* **PASSAGE TO READ**:
Reputation: 591
I'm trying to create a program, which reads CSV files from a directory, using a regex it parses each line of the file and displays the lines after matching the regex pattern. For instance if this is the first line of my csv file
1997,Ford,E350,"ac, abs, moon",3000.00
my output should be
1997 Ford E350 ac, abs, moon 3000.00
I don't want to use any existing CSV libraries. I'm not good at regex, I've used a regex I found on net but its not working in my program This is my source code, I'll be grateful if any one tells me where and what I"ve to modify in order to make my code work. Pls explain me.

* **STORED DATA**:
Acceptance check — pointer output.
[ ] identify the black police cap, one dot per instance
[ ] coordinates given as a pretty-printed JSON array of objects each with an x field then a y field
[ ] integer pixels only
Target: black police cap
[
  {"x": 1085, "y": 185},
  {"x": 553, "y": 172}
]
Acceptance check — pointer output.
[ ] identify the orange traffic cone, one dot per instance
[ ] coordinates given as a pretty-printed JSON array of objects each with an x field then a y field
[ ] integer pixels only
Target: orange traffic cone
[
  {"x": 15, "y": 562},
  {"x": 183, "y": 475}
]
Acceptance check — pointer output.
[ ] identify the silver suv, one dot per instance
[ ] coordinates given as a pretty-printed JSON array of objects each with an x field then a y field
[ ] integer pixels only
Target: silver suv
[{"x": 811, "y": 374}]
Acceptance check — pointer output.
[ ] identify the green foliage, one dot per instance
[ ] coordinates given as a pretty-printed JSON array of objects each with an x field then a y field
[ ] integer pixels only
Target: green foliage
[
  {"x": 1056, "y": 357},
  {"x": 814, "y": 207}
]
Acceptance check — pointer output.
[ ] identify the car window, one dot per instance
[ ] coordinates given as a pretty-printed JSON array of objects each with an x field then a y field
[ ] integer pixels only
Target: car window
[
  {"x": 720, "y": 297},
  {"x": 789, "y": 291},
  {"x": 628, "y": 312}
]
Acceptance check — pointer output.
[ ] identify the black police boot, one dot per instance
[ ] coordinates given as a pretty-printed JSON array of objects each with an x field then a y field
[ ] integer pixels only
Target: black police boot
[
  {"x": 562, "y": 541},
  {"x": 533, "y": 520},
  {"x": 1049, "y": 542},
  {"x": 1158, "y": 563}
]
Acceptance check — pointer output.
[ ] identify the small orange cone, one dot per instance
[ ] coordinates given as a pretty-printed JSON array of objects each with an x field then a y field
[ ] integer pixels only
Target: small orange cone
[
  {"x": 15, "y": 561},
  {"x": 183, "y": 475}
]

* **TO BE DONE**:
#1 Reproduce verbatim the stretch of the CSV regex post from "Reputation: 591" through "Pls explain me.".
#2 In the CSV regex post, what does the poster say they don't want to use?
#3 Write the next part of the CSV regex post, picking up after its final sentence.
The data is unrelated material apart from the post about parsing CSV files with a regex.

* **OUTPUTS FOR THE TASKS**:
#1
Reputation: 591
I'm trying to create a program, which reads CSV files from a directory, using a regex it parses each line of the file and displays the lines after matching the regex pattern. For instance if this is the first line of my csv file
1997,Ford,E350,"ac, abs, moon",3000.00
my output should be
1997 Ford E350 ac, abs, moon 3000.00
I don't want to use any existing CSV libraries. I'm not good at regex, I've used a regex I found on net but its not working in my program This is my source code, I'll be grateful if any one tells me where and what I"ve to modify in order to make my code work. Pls explain me.

#2 Any existing CSV libraries.

#3
import java.io.File;
import java.io.FileInputStream;
import java.io.IOException;
import java.nio.CharBuffer;
import java.nio.MappedByteBuffer;
import java.nio.channels.FileChannel;
import java.nio.charset.Charset;
import java.nio.charset.CharsetDecoder;
import java.util.regex.Pattern;
import java.util.regex.Matcher;
public class RegexParser {
private static Charset charset = Charset.forName("UTF-8");
private static CharsetDecoder decoder = charset.newDecoder();
String pattern = "\"([^\"]*)\"|(?<=,|^)([^,]*)(?=,|$)";
void regexparser( CharBuffer cb)
{
Pattern linePattern = Pattern.compile(".*\r?\n");
Pattern csvpat = Pattern.compile(pattern);
Matcher lm = linePattern.matcher(cb);
Matcher pm = null;
while(lm.find())
{
CharSequence cs = lm.group();
if (pm==null)
pm = csvpat.matcher(cs);
else
pm.reset(cs);
if(pm.find())
{
System.out.println( cs);
}
if (lm.end() == cb.limit())
break;
}
}
public static void main(String[] args) throws IOException {
RegexParser rp = new RegexParser();
String folder = "Desktop/sample";
File dir = new File(folder);
File[] files = dir.listFiles();
for( File entry: files)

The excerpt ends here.